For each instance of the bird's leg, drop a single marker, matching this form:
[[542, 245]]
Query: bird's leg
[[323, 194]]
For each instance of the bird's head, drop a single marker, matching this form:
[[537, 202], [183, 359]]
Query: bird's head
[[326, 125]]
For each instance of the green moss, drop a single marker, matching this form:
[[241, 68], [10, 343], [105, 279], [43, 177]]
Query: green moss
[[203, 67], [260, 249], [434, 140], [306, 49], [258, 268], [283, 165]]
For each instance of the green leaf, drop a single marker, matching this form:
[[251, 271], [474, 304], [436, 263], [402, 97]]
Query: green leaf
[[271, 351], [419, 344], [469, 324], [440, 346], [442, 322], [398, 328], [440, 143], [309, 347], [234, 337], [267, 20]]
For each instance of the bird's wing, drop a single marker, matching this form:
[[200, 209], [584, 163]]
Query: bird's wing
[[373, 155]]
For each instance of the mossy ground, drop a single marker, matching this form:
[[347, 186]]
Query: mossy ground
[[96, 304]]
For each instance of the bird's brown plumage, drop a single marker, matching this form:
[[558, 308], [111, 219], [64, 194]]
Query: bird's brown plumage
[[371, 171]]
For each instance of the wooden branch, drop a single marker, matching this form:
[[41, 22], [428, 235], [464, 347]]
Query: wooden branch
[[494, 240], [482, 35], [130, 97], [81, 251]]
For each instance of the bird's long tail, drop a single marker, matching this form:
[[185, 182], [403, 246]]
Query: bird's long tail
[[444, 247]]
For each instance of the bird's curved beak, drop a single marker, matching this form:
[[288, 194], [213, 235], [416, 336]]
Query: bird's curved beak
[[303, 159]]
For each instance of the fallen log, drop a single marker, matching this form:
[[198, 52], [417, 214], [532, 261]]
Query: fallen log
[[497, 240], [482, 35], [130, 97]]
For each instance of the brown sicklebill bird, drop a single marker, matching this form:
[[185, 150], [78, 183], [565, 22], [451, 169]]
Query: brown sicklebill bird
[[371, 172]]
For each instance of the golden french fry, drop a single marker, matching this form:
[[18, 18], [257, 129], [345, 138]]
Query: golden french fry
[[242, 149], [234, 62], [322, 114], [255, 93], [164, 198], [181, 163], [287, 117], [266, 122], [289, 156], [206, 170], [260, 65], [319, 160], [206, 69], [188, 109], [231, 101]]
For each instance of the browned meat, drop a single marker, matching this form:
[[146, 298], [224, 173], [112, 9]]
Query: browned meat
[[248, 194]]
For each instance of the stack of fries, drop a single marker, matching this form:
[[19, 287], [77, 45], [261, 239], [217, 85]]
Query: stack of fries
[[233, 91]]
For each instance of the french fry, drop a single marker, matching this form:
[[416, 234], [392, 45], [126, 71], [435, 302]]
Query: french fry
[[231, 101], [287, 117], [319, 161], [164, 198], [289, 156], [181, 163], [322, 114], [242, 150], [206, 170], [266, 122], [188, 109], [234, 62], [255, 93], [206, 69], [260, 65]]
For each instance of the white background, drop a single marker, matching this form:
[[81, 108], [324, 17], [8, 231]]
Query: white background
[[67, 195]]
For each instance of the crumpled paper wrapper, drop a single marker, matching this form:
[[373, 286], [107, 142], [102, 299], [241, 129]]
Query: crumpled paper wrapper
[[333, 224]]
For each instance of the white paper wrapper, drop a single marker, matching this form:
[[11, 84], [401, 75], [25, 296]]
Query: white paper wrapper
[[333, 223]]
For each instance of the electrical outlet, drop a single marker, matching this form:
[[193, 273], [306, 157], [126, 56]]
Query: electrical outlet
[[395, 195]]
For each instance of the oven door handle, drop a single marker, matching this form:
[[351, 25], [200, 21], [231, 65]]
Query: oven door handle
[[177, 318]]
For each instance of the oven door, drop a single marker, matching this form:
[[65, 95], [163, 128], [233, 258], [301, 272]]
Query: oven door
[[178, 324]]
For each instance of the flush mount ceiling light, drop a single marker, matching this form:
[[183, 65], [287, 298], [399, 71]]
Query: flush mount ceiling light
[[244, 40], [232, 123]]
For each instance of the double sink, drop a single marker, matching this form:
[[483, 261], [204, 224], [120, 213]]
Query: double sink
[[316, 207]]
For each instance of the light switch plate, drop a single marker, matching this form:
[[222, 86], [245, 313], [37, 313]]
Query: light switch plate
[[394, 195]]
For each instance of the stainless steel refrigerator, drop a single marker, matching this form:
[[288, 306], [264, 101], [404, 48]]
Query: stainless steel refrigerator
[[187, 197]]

# # # # #

# Aim of the task
Extract all of the data shown above and repeat it verbatim.

# Answer space
For each instance of the bird's leg, drop a single marker, matching this form:
[[542, 245]]
Query: bird's leg
[[323, 194]]
For each instance of the bird's head, drop a single marker, matching this form:
[[537, 202], [183, 359]]
Query: bird's head
[[326, 125]]
For each instance of the green moss, drop a single marker, matching this form:
[[241, 68], [10, 343], [105, 279], [43, 177]]
Query: green moss
[[203, 67], [260, 249], [434, 140], [306, 49], [258, 268], [283, 165]]
For each instance of the green leaf, drop a single marker, matching this form:
[[251, 271], [474, 304], [436, 263], [402, 97]]
Query: green leaf
[[271, 351], [419, 344], [469, 324], [440, 346], [442, 322], [398, 328], [440, 143], [309, 347], [234, 337], [267, 20]]
For each instance of the bird's wing, drop a single marker, matching this form:
[[200, 209], [584, 163]]
Query: bird's wing
[[373, 155]]
For each instance of the mossy ground, drop a single marker, matching this form:
[[347, 186]]
Query: mossy ground
[[96, 304]]
For each instance of the bird's brown plumage, drop a single marker, matching this form:
[[558, 308], [111, 219], [64, 194]]
Query: bird's brown plumage
[[371, 171]]
For each instance of the wooden branch, drop a single marker, matching this form:
[[41, 22], [428, 235], [464, 347]]
Query: wooden branch
[[494, 240], [482, 35], [130, 97], [81, 251]]
For each instance of the bird's long tail, drop a single marker, matching this form:
[[185, 182], [403, 246]]
Query: bird's long tail
[[444, 247]]
For each instance of the bird's curved beak, drop a single marker, matching this form:
[[288, 194], [213, 235], [416, 336]]
Query: bird's curved beak
[[303, 159]]
For each instance of the fallen log, drop a single marker, matching this form:
[[198, 52], [417, 214], [532, 261]]
Query: fallen log
[[497, 240], [482, 35], [130, 97]]
For each instance of the brown sicklebill bird, drop a single marker, matching this form:
[[185, 150], [78, 183], [565, 22], [451, 169]]
Query: brown sicklebill bird
[[371, 172]]
For each instance of the golden french fry, drop a single marker, matching this form:
[[18, 18], [257, 129], [345, 138]]
Query: golden french fry
[[242, 149], [234, 62], [322, 114], [255, 93], [164, 198], [181, 163], [287, 117], [266, 122], [289, 156], [206, 170], [260, 65], [319, 160], [206, 69], [188, 109], [231, 101]]
For each instance of the browned meat, drop a single marker, matching this form:
[[146, 298], [224, 173], [112, 9]]
Query: browned meat
[[248, 194]]
For each instance of the stack of fries, drop a single marker, matching this form:
[[19, 287], [77, 45], [261, 239], [217, 85]]
Query: stack of fries
[[233, 91]]
For each instance of the french fry, drop a single marker, matching this form:
[[416, 234], [392, 45], [126, 71], [435, 302]]
Query: french fry
[[231, 101], [287, 117], [319, 161], [164, 198], [289, 156], [181, 163], [322, 114], [242, 150], [206, 170], [266, 122], [188, 109], [234, 62], [255, 93], [206, 69], [260, 65]]
For each instance of the white background, drop a single marker, matching this form:
[[81, 108], [324, 17], [8, 231]]
Query: white background
[[67, 195]]
For each instance of the crumpled paper wrapper, drop a single marker, matching this form:
[[373, 286], [107, 142], [102, 299], [241, 129]]
Query: crumpled paper wrapper
[[333, 224]]
For each instance of the white paper wrapper, drop a single marker, matching this form:
[[11, 84], [401, 75], [25, 296]]
Query: white paper wrapper
[[333, 223]]
For each instance of the electrical outlet, drop a single marker, matching this form:
[[193, 273], [306, 157], [126, 56]]
Query: electrical outlet
[[395, 195]]
For each instance of the oven door handle, drop a single marker, matching this form:
[[351, 25], [200, 21], [231, 65]]
Query: oven door handle
[[177, 318]]
For each instance of the oven door, drop a single marker, matching this form:
[[65, 95], [163, 128], [233, 258], [301, 272]]
Query: oven door
[[178, 324]]
For each instance of the flush mount ceiling light, drop a single marker, matching this form:
[[183, 65], [287, 298], [399, 71]]
Query: flush mount ceiling light
[[244, 40], [232, 123]]
For each instance of the double sink, drop a single marker, matching this form:
[[483, 261], [204, 224], [120, 213]]
Query: double sink
[[316, 207]]
For each instance of the light switch plate, drop a single marker, matching this form:
[[222, 86], [245, 313], [37, 313]]
Query: light switch plate
[[394, 195]]
For each instance of the stainless steel refrigerator, drop a single marker, matching this form:
[[288, 306], [264, 101], [404, 48]]
Query: stainless steel refrigerator
[[187, 197]]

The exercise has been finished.